**REQUIRED TASK:** Only the lines from the one containing "target | sun hat" through the last line below should be written out, exactly and with both ends kept.

**SUPPLIED DATA:**
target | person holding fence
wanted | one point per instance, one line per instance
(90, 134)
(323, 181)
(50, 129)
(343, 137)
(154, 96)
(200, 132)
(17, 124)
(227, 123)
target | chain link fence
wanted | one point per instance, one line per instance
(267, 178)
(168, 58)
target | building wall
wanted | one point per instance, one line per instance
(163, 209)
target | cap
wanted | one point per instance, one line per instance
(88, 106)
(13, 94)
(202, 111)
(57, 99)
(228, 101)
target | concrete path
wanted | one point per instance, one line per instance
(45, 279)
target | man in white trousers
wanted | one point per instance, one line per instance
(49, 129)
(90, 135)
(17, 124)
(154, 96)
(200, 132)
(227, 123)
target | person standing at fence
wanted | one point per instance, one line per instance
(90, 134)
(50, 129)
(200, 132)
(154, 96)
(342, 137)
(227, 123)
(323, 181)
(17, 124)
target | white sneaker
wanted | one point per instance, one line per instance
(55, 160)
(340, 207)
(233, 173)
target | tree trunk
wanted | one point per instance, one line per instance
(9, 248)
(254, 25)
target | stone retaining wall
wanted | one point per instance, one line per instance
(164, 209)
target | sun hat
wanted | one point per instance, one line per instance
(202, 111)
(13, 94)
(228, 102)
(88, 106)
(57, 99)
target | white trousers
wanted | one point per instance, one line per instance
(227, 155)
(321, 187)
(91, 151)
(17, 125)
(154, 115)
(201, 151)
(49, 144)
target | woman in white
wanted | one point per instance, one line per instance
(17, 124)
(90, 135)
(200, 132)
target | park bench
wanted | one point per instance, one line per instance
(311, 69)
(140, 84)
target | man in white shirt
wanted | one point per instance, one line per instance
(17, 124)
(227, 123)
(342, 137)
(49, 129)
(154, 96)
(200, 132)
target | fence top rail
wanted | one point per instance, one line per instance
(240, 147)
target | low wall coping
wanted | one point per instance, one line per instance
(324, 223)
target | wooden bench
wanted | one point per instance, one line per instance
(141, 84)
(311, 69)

**SOLVED PROBLEM:**
target | sun hat
wanted | one point per instance, one line per instance
(202, 111)
(13, 94)
(228, 102)
(88, 106)
(57, 99)
target | white trousers
wanted | one point per instance, one line per instance
(227, 155)
(321, 187)
(91, 151)
(17, 125)
(154, 115)
(201, 151)
(49, 144)
target | woman in white
wanted | one point per instance, one line per instance
(17, 124)
(90, 135)
(200, 132)
target | park bench
wanted | one point per instance, one line per instance
(311, 69)
(140, 84)
target | man in white shirt
wanted | one point per instance, one line per instance
(17, 124)
(227, 123)
(342, 137)
(49, 129)
(154, 96)
(200, 132)
target | fence top rail
wanted | one point per instance, one line per instance
(240, 147)
target | low wall coping
wanted | one point per instance, one line per instance
(324, 223)
target | wooden bench
wanted | one point per instance, one line per instance
(141, 84)
(311, 69)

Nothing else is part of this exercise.